Tout commence avec un petit train. En 1993, des Belges qui s’occupent de la relance d’un train touristique viennent voir comment fonctionne le petit train à vapeur qui permet de faire le tour de la Baie de Somme (1). Ils découvrent au Crotoy, au nord de la baie, un beau bâtiment en désuétude, avec deux tourelles et une vue magnifique. Cet édifice, datant du 19e siècle, a été précédemment une colonie de vacances pour la Poste puis un centre de formation hôtelière de l’ANPE. Il était alors voué à la démolition.
Rentrés en Belgique, ils en parlent autour d’eux et un cercle d’amis se met en place rapidement afin de racheter le bâtiment pour en faire un hôtel. Une double structure est alors créée : une société anonyme (SA), Nouvelle Hôtellerie, qui en deviendra propriétaire, et la société à responsabilité limitée (SARL) Hoteleau, qui sera locataire gérant des lieux.
-=-=-
Traduisez en anglais cette phrase du passage fourni : « Ils découvrent au Crotoy, au nord de la baie, un beau bâtiment en désuétude, avec deux tourelles et une vue magnifique. » Le matériel présenté ensuite est indépendant du passage fourni.

Entrées d'annotation de régions:
-=-=-
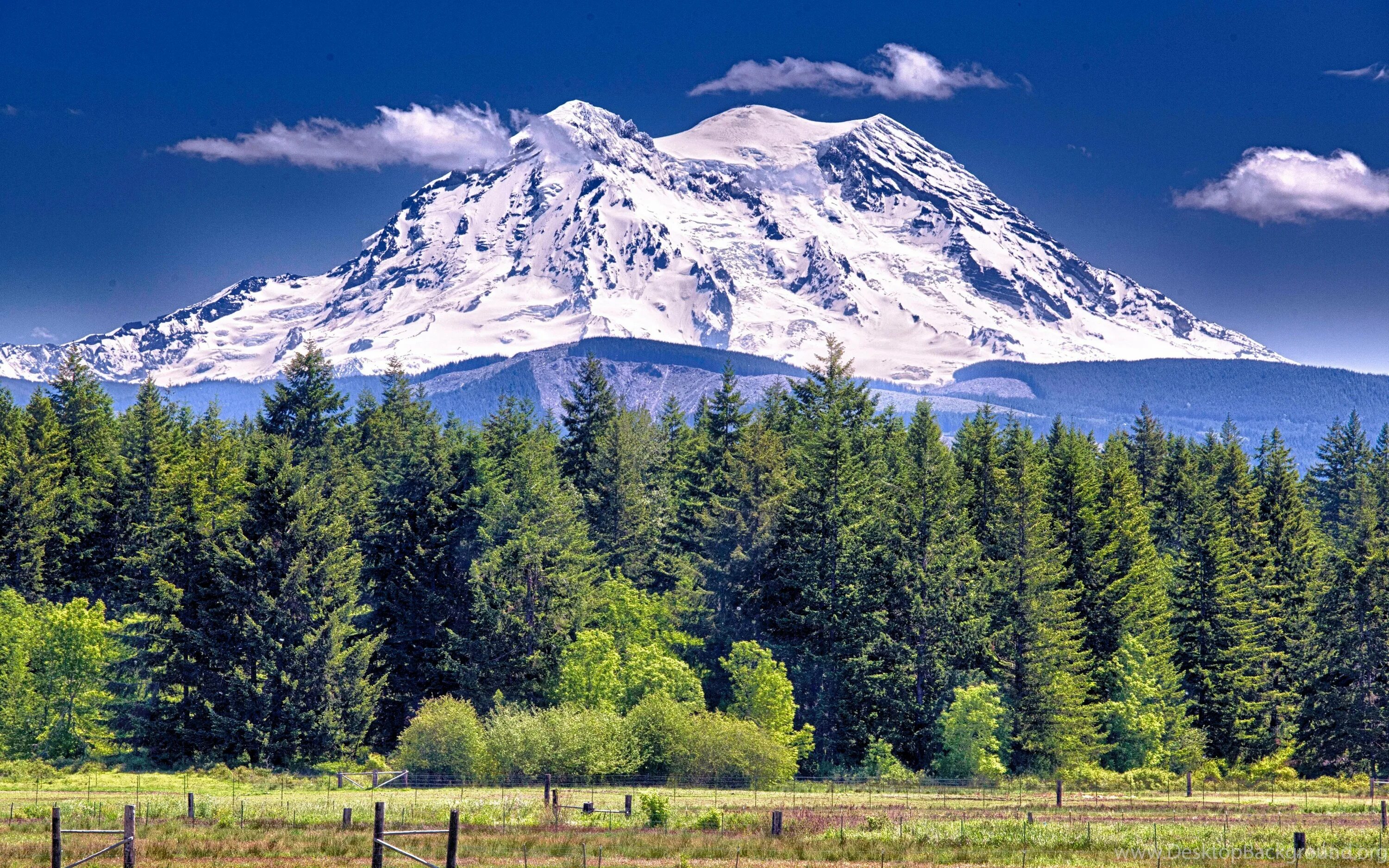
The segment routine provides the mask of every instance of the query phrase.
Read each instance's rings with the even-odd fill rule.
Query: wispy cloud
[[[510,151],[510,132],[490,108],[457,104],[435,110],[411,103],[410,108],[378,106],[376,111],[381,117],[363,126],[332,118],[293,126],[276,121],[235,139],[186,139],[167,150],[204,160],[283,161],[321,169],[390,164],[468,169]]]
[[[1389,82],[1389,67],[1385,64],[1370,64],[1358,69],[1326,69],[1326,75],[1339,78],[1368,78],[1372,82]]]
[[[1374,217],[1389,211],[1389,172],[1350,151],[1318,157],[1290,147],[1251,147],[1220,181],[1178,193],[1179,208],[1207,208],[1257,222]]]
[[[879,96],[888,100],[946,100],[967,87],[1006,87],[997,75],[979,64],[947,69],[932,54],[911,46],[888,43],[868,71],[839,61],[786,57],[758,62],[745,60],[711,82],[697,85],[690,96],[735,90],[820,90],[832,96]]]

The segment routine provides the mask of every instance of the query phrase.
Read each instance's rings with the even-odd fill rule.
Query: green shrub
[[[956,687],[950,707],[940,715],[940,740],[946,749],[940,774],[946,778],[1001,778],[1001,722],[1003,700],[997,685]]]
[[[653,829],[671,821],[671,803],[664,796],[642,796],[642,811]]]
[[[503,775],[624,775],[642,762],[626,721],[600,708],[503,704],[488,717],[483,739]]]
[[[690,781],[745,778],[760,783],[796,774],[796,747],[726,714],[699,711],[665,694],[643,699],[626,717],[646,771]]]
[[[1135,768],[1124,772],[1131,790],[1165,790],[1176,785],[1176,775],[1165,768]]]
[[[717,832],[724,828],[724,814],[718,808],[710,808],[694,818],[694,828]]]
[[[400,733],[393,758],[408,769],[464,778],[486,774],[488,747],[472,703],[451,696],[426,700]]]
[[[868,750],[864,753],[864,764],[858,767],[858,774],[890,783],[907,783],[917,779],[917,774],[903,765],[892,753],[892,742],[883,742],[875,736],[868,737]]]
[[[686,779],[746,778],[758,783],[788,781],[797,753],[751,721],[718,711],[692,714],[671,744],[669,771]]]

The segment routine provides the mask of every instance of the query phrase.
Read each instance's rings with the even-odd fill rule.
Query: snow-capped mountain
[[[1281,360],[1082,261],[886,115],[753,106],[651,139],[581,101],[410,196],[328,274],[68,346],[104,378],[175,385],[272,378],[308,339],[374,374],[601,335],[800,365],[835,336],[861,375],[914,386],[986,358]],[[0,346],[0,376],[46,378],[65,349]]]

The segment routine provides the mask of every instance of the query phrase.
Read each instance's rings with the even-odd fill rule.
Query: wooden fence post
[[[458,868],[458,808],[449,811],[449,850],[443,857],[444,868]]]
[[[386,803],[376,803],[376,817],[371,824],[371,868],[382,868],[386,861],[386,849],[381,846],[386,836]]]
[[[122,851],[122,868],[135,868],[135,806],[125,806],[125,822],[121,824],[125,833],[125,849]]]
[[[63,808],[53,806],[53,844],[49,849],[53,868],[63,868]]]

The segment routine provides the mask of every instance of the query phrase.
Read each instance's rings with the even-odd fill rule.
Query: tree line
[[[447,703],[489,756],[556,710],[751,722],[801,771],[1389,754],[1389,429],[1333,422],[1306,475],[1146,408],[947,443],[833,342],[756,406],[726,369],[651,414],[589,357],[557,417],[481,425],[399,365],[349,407],[311,344],[254,418],[153,382],[117,414],[74,354],[0,392],[0,587],[10,757],[354,761]]]

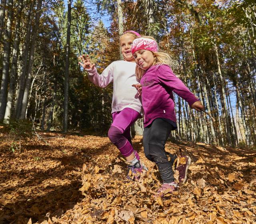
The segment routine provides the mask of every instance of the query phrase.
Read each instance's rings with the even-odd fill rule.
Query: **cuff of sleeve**
[[[94,67],[92,69],[85,69],[89,76],[93,76],[97,73],[97,69]]]
[[[195,98],[194,99],[191,99],[191,100],[188,100],[188,103],[189,104],[189,106],[192,106],[193,104],[194,104],[195,102],[196,102],[197,101],[200,101],[200,100],[198,99],[197,98]]]

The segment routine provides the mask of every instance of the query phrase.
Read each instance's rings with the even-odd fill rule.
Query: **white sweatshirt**
[[[100,75],[94,67],[93,69],[86,69],[89,80],[101,88],[113,82],[112,111],[120,111],[125,108],[133,109],[142,115],[140,97],[138,97],[136,89],[132,86],[138,82],[136,80],[134,62],[116,61],[110,64]]]

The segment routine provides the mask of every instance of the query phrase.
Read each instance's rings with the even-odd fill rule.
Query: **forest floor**
[[[256,223],[255,151],[168,142],[192,163],[186,184],[162,199],[141,136],[134,146],[149,170],[132,181],[107,137],[39,134],[49,145],[22,141],[20,153],[0,134],[0,224]]]

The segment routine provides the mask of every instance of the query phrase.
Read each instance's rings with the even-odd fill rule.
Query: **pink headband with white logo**
[[[141,36],[137,32],[136,32],[135,31],[134,31],[133,30],[128,30],[124,32],[124,34],[125,34],[126,33],[128,33],[128,32],[129,33],[132,33],[133,34],[135,34],[136,36],[137,36],[139,37],[140,37]]]
[[[154,40],[148,38],[138,38],[133,41],[131,47],[131,51],[133,54],[140,50],[146,50],[157,52],[158,51],[158,47],[157,43]]]

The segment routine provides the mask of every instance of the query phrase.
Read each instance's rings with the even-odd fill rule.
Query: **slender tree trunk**
[[[207,92],[206,90],[206,88],[205,86],[205,85],[203,85],[203,88],[204,89],[204,98],[205,99],[205,101],[206,102],[206,108],[207,108],[207,110],[208,110],[208,112],[211,114],[211,108],[210,106],[210,103],[209,103],[209,99],[208,98],[208,96],[207,95]],[[214,143],[216,143],[217,142],[217,141],[216,140],[216,136],[215,135],[215,132],[214,131],[214,128],[213,127],[213,124],[212,123],[212,121],[211,119],[209,119],[210,120],[210,127],[211,128],[211,132],[212,133],[212,141]]]
[[[221,112],[219,110],[219,104],[218,102],[218,99],[217,98],[217,91],[216,91],[216,86],[215,84],[215,82],[214,81],[214,76],[213,77],[213,84],[215,88],[214,89],[214,98],[215,100],[215,104],[216,104],[216,108],[217,110],[217,113],[218,116],[218,120],[219,124],[219,127],[220,128],[220,136],[221,137],[221,144],[224,144],[224,139],[223,139],[223,128],[222,128],[222,126],[221,125],[221,122],[220,122],[220,116],[221,115]]]
[[[196,75],[196,78],[197,79],[198,86],[198,91],[199,92],[199,97],[200,98],[200,100],[202,104],[204,104],[204,102],[203,101],[203,98],[202,95],[202,90],[201,88],[201,82],[200,82],[200,79],[199,78],[199,75],[198,74],[198,69],[197,67],[197,63],[196,63],[196,56],[195,55],[195,52],[194,51],[194,42],[193,42],[193,35],[192,33],[192,27],[190,25],[190,43],[191,44],[191,48],[192,49],[192,55],[193,56],[193,59],[195,63],[195,73]],[[203,141],[204,141],[205,139],[204,133],[204,132],[203,126],[202,124],[201,119],[199,119],[199,123],[200,124],[200,138],[202,138]]]
[[[156,38],[156,30],[154,30],[153,26],[155,23],[154,17],[154,7],[155,2],[153,0],[146,0],[146,14],[148,18],[147,31],[146,34]]]
[[[248,135],[248,132],[247,130],[247,128],[246,126],[246,121],[245,121],[245,116],[244,116],[244,107],[242,105],[242,102],[241,102],[241,97],[240,96],[240,91],[238,88],[236,89],[237,91],[237,94],[238,96],[238,103],[239,104],[239,106],[240,107],[240,110],[241,112],[241,115],[242,117],[242,124],[243,124],[243,128],[244,128],[244,134],[245,136],[245,142],[246,145],[249,145],[250,140],[249,138],[249,136]]]
[[[40,16],[41,15],[42,2],[42,0],[38,0],[37,7],[36,8],[36,18],[35,19],[34,25],[32,31],[32,37],[30,42],[30,50],[29,58],[28,59],[28,66],[27,75],[26,80],[26,86],[24,90],[24,94],[22,99],[21,110],[19,118],[24,119],[26,118],[26,112],[28,106],[28,94],[31,83],[31,77],[32,76],[32,68],[34,64],[34,54],[36,47],[36,39],[37,36],[37,31],[39,25]]]
[[[117,13],[118,16],[118,31],[119,36],[120,36],[124,33],[124,24],[123,23],[123,11],[122,9],[122,0],[117,0]],[[120,48],[120,59],[124,60],[123,55],[121,52],[121,48]]]
[[[12,107],[13,97],[15,91],[15,83],[17,77],[17,67],[18,58],[19,46],[20,45],[20,18],[23,8],[23,0],[19,0],[18,4],[17,18],[15,28],[15,37],[13,44],[12,51],[12,69],[10,74],[10,86],[7,96],[7,103],[5,109],[4,119],[7,124],[9,123],[11,118],[11,112]]]
[[[7,89],[9,81],[10,55],[11,51],[11,35],[12,21],[13,14],[13,0],[9,0],[8,4],[8,14],[6,29],[3,29],[4,34],[4,53],[3,70],[0,90],[0,120],[4,119],[6,106]]]
[[[220,69],[220,64],[219,60],[219,54],[218,53],[218,48],[216,45],[216,40],[214,38],[214,50],[215,51],[215,54],[216,56],[216,60],[217,61],[217,66],[218,67],[218,73],[220,79],[220,83],[221,86],[221,94],[222,95],[222,100],[223,101],[223,104],[224,107],[224,116],[225,117],[225,120],[226,122],[226,126],[227,131],[227,140],[228,145],[231,145],[231,136],[230,135],[230,128],[228,121],[228,109],[227,108],[227,104],[226,100],[226,94],[224,90],[224,82],[222,78],[222,74],[221,73],[221,70]]]
[[[1,1],[1,7],[0,8],[0,40],[2,40],[2,34],[4,29],[4,24],[6,5],[6,0],[2,0]]]
[[[57,84],[56,83],[56,80],[54,80],[54,87],[53,90],[53,96],[52,96],[52,106],[51,107],[51,110],[49,114],[49,117],[48,118],[48,121],[47,122],[47,131],[50,132],[51,127],[52,126],[52,120],[53,116],[53,112],[54,110],[54,107],[55,106],[55,101],[56,101],[56,92],[57,92]]]
[[[46,107],[46,100],[44,98],[44,106],[43,106],[43,111],[42,115],[42,122],[41,122],[41,130],[43,131],[44,130],[44,120],[45,120],[45,109]]]
[[[64,83],[64,110],[63,114],[63,132],[65,133],[66,133],[68,132],[68,89],[69,88],[69,55],[70,52],[72,3],[72,0],[68,0],[68,23],[67,26],[67,40],[66,46],[65,82]]]
[[[37,75],[38,75],[38,73],[39,73],[39,72],[40,71],[40,70],[41,70],[41,68],[42,67],[42,66],[43,65],[43,62],[41,62],[41,64],[40,64],[40,66],[39,66],[39,68],[38,68],[38,70],[37,70],[37,72],[36,72],[36,75],[35,75],[35,76],[34,77],[34,78],[33,79],[33,80],[32,81],[32,83],[31,83],[31,86],[30,87],[30,93],[29,93],[29,96],[28,96],[28,106],[27,106],[27,109],[26,110],[26,118],[27,118],[27,115],[28,114],[28,108],[29,107],[29,105],[30,104],[30,98],[31,97],[31,94],[32,93],[32,90],[33,90],[33,86],[34,85],[34,82],[35,81],[35,80],[36,80],[36,77],[37,77]]]
[[[237,86],[236,85],[236,135],[238,136],[238,144],[240,142],[240,140],[242,139],[242,142],[244,142],[244,138],[241,131],[240,122],[239,121],[239,99],[238,92],[237,90]]]
[[[28,16],[28,20],[27,26],[27,32],[25,38],[25,41],[23,45],[22,62],[20,66],[20,73],[19,79],[17,95],[15,108],[15,116],[18,119],[20,117],[20,114],[21,110],[23,94],[24,94],[24,88],[25,87],[25,81],[26,79],[26,72],[27,67],[28,58],[28,51],[30,46],[29,44],[30,38],[31,24],[34,14],[32,13],[33,9],[34,4],[34,0],[30,2],[30,9]]]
-=-=-
## Réponse complète:
In Le Crotoy, in the north of the bay, they discover a fine disused building with two turrets and a magnificent view.